## [What you will do]
A. Condense the paragraph beginning "The assembly of troops and war preparations" from the Swedish campaign text into a short bulleted list that keeps its main facts.
B. Write what follows the final sentence of the Swedish campaign text.

## [Selected text]
The Swedish campaign
The Swedish invasion of Trøndelag at the end of August 1718 was a part of King Karl 12th's plan to seize all of Norway. General Karl Gustaf Armfeldt had at his disposal an army of ca 10.000 men, 6.800 horses and 2.500 cattle for the campaign against Trøndelag. The troops were assembled at Duved in the summer of 1718.
The assembly of troops and war preparations on the Swedish side were naturally reported to the Norwegian military authorities by scouts or informed persons. Dwellers on the Swedish border clearly willingly gave information. Tydal - Selbu was one of the possible entries. Already by March alarming word came of a Swedish advance which led to 230 soldiers being sent to Selbu. In a later disposition there would be stationed 160 men in each of the parishes, Tydal and Selbu. Otherwise they had to rely on the locals, that is the reserves that included all men from 12 to 60 years.

## [Entries supplied]
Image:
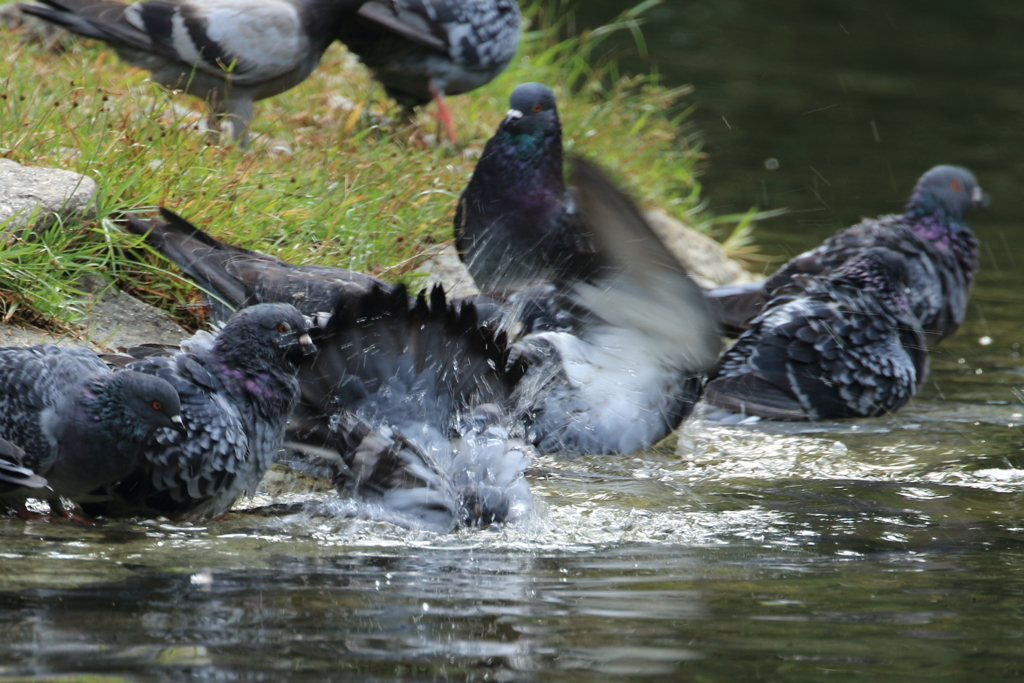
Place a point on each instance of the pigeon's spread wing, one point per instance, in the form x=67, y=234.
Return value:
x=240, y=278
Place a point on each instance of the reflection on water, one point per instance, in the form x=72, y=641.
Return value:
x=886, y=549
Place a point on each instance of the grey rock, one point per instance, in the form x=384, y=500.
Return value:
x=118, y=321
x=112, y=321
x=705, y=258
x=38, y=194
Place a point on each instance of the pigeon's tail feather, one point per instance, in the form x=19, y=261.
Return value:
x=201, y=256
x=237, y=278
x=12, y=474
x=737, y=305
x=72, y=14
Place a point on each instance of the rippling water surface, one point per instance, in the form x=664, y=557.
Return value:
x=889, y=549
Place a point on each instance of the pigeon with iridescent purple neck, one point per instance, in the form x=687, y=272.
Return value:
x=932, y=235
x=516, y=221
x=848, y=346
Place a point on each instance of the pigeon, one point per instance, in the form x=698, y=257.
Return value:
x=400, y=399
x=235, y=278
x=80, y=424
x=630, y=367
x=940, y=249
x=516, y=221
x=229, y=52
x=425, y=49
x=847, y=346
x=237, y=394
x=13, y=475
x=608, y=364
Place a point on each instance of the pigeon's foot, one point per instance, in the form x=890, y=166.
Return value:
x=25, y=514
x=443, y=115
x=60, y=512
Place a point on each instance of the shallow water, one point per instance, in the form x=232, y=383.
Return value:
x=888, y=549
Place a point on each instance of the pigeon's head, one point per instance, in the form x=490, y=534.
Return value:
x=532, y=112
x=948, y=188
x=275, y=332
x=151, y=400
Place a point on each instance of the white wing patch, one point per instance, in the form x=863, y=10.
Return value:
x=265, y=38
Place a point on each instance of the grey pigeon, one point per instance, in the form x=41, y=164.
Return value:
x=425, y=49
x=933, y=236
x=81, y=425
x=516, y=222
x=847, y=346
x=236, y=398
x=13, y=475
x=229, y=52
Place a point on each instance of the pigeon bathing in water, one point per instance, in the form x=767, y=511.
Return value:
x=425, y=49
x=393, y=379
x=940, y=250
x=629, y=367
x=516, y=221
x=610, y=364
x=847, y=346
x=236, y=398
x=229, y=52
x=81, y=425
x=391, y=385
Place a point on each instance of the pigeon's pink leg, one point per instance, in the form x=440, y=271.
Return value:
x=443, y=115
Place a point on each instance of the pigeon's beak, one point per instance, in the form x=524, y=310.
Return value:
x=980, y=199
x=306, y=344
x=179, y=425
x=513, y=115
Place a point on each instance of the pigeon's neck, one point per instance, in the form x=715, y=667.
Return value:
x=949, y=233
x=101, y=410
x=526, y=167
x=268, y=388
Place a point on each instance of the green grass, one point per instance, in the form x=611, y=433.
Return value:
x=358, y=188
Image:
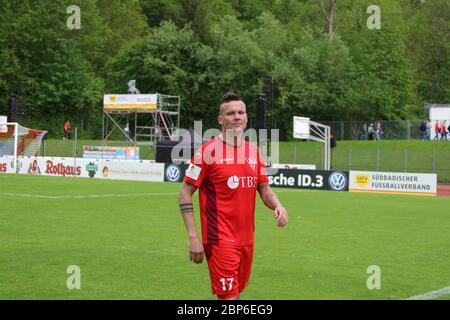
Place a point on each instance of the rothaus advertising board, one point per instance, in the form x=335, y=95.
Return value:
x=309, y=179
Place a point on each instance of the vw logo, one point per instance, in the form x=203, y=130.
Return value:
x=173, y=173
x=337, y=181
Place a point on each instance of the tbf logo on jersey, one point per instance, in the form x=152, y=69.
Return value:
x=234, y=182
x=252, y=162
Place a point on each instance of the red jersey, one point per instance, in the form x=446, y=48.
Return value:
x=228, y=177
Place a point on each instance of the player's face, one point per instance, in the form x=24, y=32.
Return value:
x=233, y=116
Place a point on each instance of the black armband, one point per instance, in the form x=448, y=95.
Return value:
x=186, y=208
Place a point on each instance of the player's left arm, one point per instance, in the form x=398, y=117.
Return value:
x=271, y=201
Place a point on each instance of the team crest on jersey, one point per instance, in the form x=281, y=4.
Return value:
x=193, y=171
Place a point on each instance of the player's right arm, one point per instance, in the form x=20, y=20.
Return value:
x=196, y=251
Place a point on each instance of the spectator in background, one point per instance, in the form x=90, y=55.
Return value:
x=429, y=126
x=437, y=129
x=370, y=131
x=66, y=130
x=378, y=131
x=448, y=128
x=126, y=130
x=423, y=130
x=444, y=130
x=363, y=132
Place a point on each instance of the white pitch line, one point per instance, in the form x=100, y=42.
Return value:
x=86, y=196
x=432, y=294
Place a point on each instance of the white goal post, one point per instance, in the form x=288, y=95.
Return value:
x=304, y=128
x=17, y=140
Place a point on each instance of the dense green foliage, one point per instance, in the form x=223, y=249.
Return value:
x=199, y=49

---

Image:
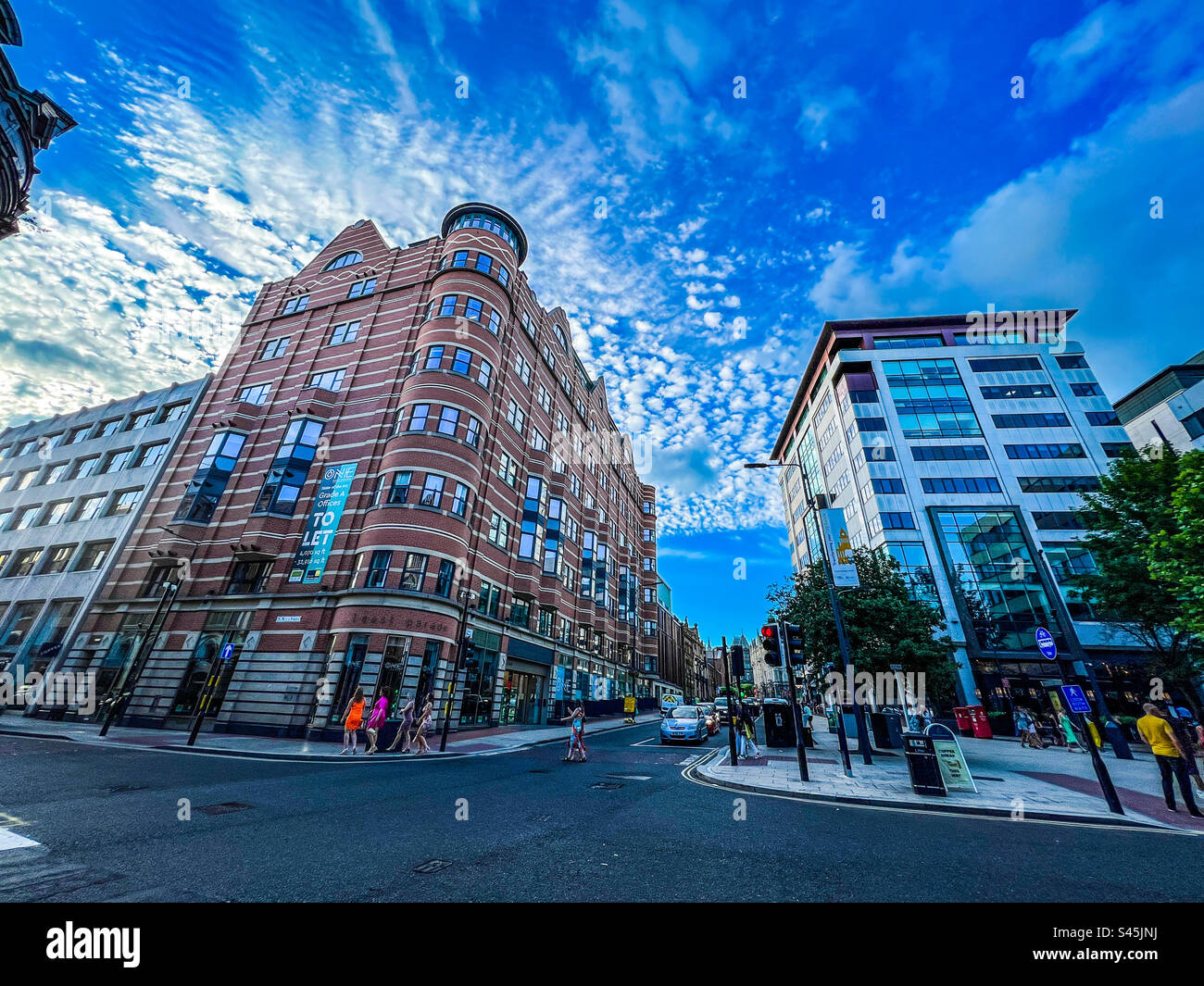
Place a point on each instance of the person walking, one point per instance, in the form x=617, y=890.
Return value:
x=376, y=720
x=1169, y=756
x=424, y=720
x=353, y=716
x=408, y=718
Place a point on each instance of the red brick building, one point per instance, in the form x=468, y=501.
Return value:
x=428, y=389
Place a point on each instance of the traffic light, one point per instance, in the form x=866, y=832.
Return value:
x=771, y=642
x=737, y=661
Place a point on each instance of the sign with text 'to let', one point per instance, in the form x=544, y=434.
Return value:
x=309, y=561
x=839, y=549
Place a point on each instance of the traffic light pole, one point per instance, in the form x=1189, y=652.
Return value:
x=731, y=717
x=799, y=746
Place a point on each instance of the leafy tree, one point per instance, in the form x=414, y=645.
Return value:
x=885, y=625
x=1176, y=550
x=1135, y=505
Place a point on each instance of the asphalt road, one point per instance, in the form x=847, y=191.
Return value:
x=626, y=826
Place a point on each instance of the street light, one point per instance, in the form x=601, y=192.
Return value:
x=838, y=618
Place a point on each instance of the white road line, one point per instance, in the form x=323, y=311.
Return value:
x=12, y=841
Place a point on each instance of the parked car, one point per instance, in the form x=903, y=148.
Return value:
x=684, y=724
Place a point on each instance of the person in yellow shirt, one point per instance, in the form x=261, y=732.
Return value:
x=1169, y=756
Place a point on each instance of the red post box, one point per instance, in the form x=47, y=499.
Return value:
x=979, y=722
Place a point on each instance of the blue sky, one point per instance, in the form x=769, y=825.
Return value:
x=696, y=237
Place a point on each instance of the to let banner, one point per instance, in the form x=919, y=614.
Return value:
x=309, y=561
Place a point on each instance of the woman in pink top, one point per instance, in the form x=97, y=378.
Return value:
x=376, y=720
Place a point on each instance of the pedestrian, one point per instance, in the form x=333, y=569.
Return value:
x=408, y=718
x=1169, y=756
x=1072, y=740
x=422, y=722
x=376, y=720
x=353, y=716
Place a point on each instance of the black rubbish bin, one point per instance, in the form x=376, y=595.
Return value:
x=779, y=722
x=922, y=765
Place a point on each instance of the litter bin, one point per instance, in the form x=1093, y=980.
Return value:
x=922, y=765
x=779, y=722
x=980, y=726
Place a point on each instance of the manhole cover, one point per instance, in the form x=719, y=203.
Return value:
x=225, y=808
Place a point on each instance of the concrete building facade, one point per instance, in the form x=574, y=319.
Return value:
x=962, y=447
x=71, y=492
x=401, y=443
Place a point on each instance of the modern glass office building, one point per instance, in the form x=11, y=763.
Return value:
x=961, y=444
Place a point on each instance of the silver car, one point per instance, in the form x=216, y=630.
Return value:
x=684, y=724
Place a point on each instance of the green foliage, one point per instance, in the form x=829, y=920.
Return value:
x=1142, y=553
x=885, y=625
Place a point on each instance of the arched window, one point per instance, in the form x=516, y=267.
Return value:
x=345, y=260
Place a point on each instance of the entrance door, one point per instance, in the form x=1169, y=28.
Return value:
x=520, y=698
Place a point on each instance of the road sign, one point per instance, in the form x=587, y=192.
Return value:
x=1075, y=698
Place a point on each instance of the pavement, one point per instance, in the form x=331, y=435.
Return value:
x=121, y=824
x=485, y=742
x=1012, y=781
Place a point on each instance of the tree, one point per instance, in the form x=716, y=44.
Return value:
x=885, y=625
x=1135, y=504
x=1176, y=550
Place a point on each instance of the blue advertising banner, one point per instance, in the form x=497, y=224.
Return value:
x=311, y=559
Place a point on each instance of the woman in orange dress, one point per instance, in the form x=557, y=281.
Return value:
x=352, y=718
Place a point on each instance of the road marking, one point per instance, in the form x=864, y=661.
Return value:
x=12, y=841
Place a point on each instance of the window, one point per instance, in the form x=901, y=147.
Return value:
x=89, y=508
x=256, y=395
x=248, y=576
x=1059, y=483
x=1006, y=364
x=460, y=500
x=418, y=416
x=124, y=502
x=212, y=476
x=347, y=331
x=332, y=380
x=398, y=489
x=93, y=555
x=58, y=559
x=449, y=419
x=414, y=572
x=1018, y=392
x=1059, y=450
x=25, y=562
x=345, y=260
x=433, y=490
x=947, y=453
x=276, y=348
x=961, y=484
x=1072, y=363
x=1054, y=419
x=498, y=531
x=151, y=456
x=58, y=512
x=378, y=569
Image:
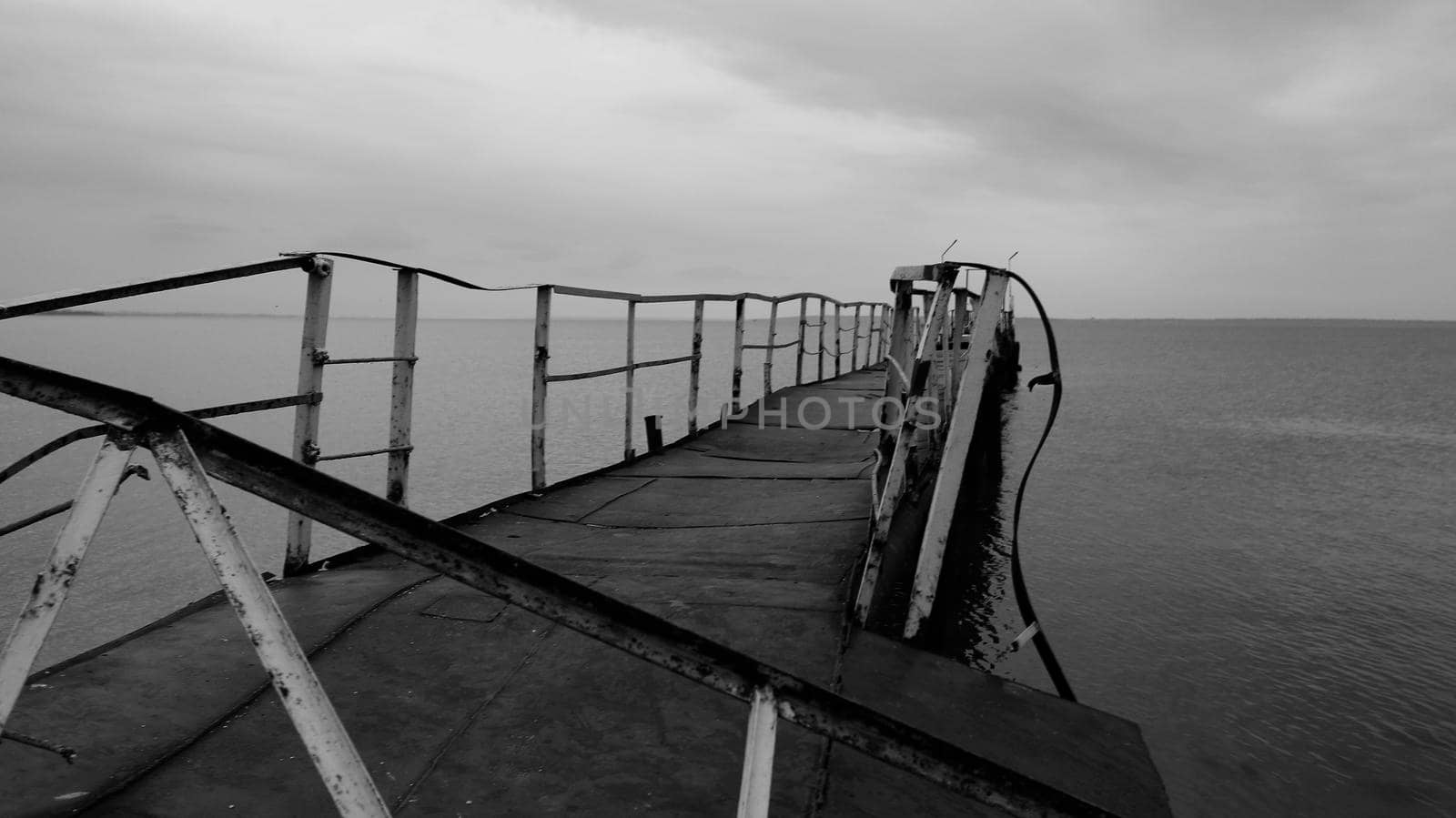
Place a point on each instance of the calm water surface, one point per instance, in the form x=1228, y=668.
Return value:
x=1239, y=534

## [Task-by-task outputs]
A.
- Scouts or informed persons reported the Swedish troop assembly and war preparations to the Norwegian military authorities. Dwellers on the Swedish border clearly gave information willingly.
- Tydal–Selbu was one of the possible entries.
- In March, alarming word of a Swedish advance led to 230 soldiers being sent to Selbu.
- A later disposition stationed 160 men in each of the parishes of Tydal and Selbu.
- Otherwise, the defense relied on the locals, meaning the reserves of all men from 12 to 60 years.

B.
It is known that the Commander-in-Chief in Trøndelag, General Budde, had received several intelligence reports from informed persons of Tydal. One of them was Thomas Olsen of Aune (b. 1691). Once he is said to have gone by ski fromTydal to Handøl and back through Tydal to Trondheim to report. The distance is more than 300 km, and Thomas is said to have managed it in three days. When Armfeldt broke out from Duved, there was information from Thomas Olsen, among others, that confirmed the suspicions that General Budde had that Armfeldt would take the route toward Verdal and the Stene redoubt there.
The Swedish army crossed the border the 26th of August. After Stene redoubt was taken, it met a minor military resistance. The soldiers, who were only supplied with provisions for four weeks, were more concerned with the struggle for food. Nor did they have much of extra clothing, only a few were prepared for winter war. Already in September Armfeldt wrote to King Karl that 'almost everyone in such long marches wears out shoes and stockings' All districts in a wide area where the army advanced, were therefore heavily plundered.
In November Armfeldt made an attempt to take Trondheim city. But the Swedes lacked the siege weapons to manage it. In December they withdrew up Gauldalen. One detachment went all the way to Røros. This went later to Tydal and joined with the main group during the retreat.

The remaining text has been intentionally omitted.